[Opening DATA PROVIDED section]

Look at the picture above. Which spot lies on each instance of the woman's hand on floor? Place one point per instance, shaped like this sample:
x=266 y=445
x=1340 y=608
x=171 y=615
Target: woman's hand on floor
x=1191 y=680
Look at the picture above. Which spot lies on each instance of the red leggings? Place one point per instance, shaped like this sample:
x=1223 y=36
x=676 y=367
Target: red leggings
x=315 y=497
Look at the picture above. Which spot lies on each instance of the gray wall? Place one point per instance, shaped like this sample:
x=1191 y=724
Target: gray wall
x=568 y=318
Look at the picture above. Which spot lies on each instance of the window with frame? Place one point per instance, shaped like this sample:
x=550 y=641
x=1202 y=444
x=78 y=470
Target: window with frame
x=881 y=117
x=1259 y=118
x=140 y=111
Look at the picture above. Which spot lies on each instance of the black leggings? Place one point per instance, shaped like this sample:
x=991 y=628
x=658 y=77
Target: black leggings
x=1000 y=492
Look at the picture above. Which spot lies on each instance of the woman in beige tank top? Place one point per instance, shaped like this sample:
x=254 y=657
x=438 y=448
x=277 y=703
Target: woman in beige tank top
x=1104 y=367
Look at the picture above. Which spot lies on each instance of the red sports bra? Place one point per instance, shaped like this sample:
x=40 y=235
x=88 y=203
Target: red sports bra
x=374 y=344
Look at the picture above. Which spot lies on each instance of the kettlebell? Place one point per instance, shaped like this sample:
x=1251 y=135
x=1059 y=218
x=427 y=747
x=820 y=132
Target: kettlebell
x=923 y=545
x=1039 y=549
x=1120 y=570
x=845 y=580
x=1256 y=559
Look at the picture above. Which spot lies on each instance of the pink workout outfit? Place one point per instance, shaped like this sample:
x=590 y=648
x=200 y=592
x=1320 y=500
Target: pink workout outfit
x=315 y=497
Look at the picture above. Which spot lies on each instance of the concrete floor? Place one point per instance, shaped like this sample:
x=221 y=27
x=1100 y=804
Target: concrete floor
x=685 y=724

[Closing DATA PROVIDED section]

→ TO DO:
Retype the material. Keep it exact.

→ RESPONSE TO THIS EXERCISE:
Look at the picture above. Which spot lies on each instance of the woman's hand on floor? Place one point per instance, shaped like this sample:
x=266 y=445
x=1340 y=608
x=171 y=615
Target: woman's hand on floor
x=1191 y=680
Look at the picture above. Which spot lies on each instance of the red leggings? Place one point per instance, shaped like this sample:
x=1223 y=36
x=676 y=367
Target: red leggings
x=315 y=497
Look at the picture above. Which spot lies on each instance of the gray wall? Place one point per instance, shaped like this sample:
x=1191 y=724
Target: gray wall
x=568 y=318
Look at the picture above. Which spot lies on each instance of the window with frame? Place one point per instance, shaped like this sample:
x=550 y=641
x=1202 y=444
x=78 y=470
Target: window with frame
x=881 y=117
x=1259 y=118
x=140 y=111
Look at the picture above. Which spot lies on each instance of the black leggings? Place one point per instance, shaped like this sample:
x=991 y=628
x=658 y=77
Target: black leggings
x=1000 y=492
Look at the picture above. Which spot lies on each instance of the woman in beige tank top? Place one point per instance, shaped like this sample:
x=254 y=657
x=438 y=448
x=277 y=703
Target: woman in beige tank top
x=1104 y=367
Look at the picture above. Which spot lies on each instance of the red sports bra? Place one point per instance, shaped like this sample:
x=40 y=235
x=88 y=203
Target: red sports bra
x=374 y=344
Look at the picture above. Which spot lies on each instance of the kettlebell? Place one point per instance, shaped like this sample:
x=1251 y=135
x=1059 y=218
x=427 y=747
x=820 y=132
Target: kettlebell
x=923 y=545
x=1039 y=549
x=1120 y=570
x=845 y=580
x=1256 y=559
Look at the picture above. Which spot lies on each instance of the pink workout outfit? Place one point per instance, shaped like this sample:
x=590 y=648
x=200 y=592
x=1320 y=500
Target: pink workout outfit
x=315 y=497
Look at the picture above. Which spot lies on each instance of the concrete floor? Place one point per instance, shaped like this sample:
x=221 y=27
x=1100 y=804
Target: concrete floor
x=685 y=724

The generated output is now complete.